STUDY TEXT:
—————

The researchers just took a big step in neuroscience that could change the lives of people suffering from brain injuries, strokes or traumatic damage by transplanting embryonic neurons.
Scientists from the Helmholtz Zentrum München and Max Planck Institute of Neurobiology of the Ludwig Maximilians University Munich confirmed they transplanted embryonic nerve cells in mice. The nerve cells were incorporated into a current network and perfectly carried out the duties of damaged cells originally found in that region.
The study that published Wednesday in the journal Nature, explains that would involve figuring out the way of the transplanting new neurons into brain tissue. It's a big hope to repair damage done by neurodegenerative diseases such as stroke, Parkinson's or Alzheimer's disease. It would also help with restoring funciton after certain injuries that lead to a loss of brain cells.
[Image source: Sofia Grade, Ludwig Maximilians University]
The neurons form specific connections with each other, guided by physiological signals that are active during early brain development. It means that you can’t sow a fistful of new neurons into grown-up brain tissue and demand them to develop the way they should. The scientists used a highly developed imaging technique known as "chronic in vivo two-photon imaging" to examine the fate.
During the research, the transplanted immature cells became to type of cells normally seen in that specific area of the brain. They responded to visual signals from the eyes and functioned on the fourth week. Furthermore, the cells didn’t develop deviant connections that could cause to epileptic seizures.

—————

INFORMATION SHOWN:
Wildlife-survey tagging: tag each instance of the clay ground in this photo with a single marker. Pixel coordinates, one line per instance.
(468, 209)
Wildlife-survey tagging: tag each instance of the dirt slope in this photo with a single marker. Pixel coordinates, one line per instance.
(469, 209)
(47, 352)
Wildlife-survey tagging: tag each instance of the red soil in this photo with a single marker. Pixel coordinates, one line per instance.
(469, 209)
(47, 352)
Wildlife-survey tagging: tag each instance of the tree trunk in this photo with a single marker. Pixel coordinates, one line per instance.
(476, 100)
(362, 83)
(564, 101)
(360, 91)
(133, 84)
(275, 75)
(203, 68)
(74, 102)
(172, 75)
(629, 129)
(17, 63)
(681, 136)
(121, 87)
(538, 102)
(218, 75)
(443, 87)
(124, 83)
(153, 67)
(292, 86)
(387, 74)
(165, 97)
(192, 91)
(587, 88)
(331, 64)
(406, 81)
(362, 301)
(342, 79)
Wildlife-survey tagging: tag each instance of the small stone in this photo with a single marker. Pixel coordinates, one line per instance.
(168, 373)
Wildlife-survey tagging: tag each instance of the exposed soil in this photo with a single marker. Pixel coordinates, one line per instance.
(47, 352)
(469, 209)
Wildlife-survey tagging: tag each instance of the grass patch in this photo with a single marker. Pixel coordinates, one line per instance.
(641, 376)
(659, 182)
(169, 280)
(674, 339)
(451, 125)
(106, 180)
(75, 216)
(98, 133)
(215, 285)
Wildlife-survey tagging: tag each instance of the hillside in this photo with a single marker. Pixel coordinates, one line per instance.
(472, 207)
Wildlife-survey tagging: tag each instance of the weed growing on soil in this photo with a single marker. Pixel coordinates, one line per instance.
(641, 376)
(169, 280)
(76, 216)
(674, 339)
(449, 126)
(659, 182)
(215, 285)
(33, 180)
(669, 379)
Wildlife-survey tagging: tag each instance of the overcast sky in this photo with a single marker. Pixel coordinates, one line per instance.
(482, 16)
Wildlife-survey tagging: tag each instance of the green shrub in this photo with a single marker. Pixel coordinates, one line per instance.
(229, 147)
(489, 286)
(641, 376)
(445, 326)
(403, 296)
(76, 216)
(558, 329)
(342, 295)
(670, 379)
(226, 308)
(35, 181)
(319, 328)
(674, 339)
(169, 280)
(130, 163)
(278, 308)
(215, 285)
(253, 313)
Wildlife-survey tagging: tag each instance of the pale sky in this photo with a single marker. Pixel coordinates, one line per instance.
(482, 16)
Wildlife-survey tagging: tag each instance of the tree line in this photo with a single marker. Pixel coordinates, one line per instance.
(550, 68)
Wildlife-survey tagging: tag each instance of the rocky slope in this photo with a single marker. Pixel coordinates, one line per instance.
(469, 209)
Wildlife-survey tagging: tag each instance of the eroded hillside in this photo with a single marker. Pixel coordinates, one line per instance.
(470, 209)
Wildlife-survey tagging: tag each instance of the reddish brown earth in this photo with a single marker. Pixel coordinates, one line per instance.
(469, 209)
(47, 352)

—————

REQUIREMENT A: Summarize the article on neuron transplants in two sentences.
REQUIREMENT B: Please continue the article on neuron transplants from the point where it stops.
The records have no connection to the article on neuron transplants.

RESPONSE AREA A: Scientists from the Helmholtz Zentrum München and the Max Planck Institute of Neurobiology transplanted embryonic nerve cells into mice, where the cells joined an existing network and carried out the duties of the damaged cells in that region. The transplanted cells responded to visual signals from the eyes and did not develop deviant connections that could lead to epileptic seizures.

RESPONSE AREA B:
“What we did there is proof of concept. We took the best type of neurons, chosen at a specific time, and then we put them in the lesioned brain. That was to find out how well can it work” said neuroscientist Magdalena Götz of the Institute of Stem Cell Research of Ludwig-Maximilians University.
According to scientists, the research is groundbreaking.
“I’m excited about this study. This is evidence that the brain can accept the addition of new neurons, which normally doesn’t happen. That’s very exciting for its potential for cell-based repair for the brain.” said Sunil Gandhi of the University of California.
There are still unanswered questions, like what if the trauma of brain surgery causes more harm? What happens if the new cells become cancerous? Scientists are still working to find the answers. Neuroscientist Zhiping Pang, of Rutgers Robert Wood Johnson Medical School said;
“This is absolutely an interesting and exciting paper. Nevertheless, translating this to human stroke patients, safety will be a concern. A lot more work needs to be done, like the current study, before we can realize this exciting cell-replacement strategy in restoring proper brain functions of a stroke patient.”
If scientists continue to study these embryonic neuron transplants, this could mean an entirely new era for neurological treatments.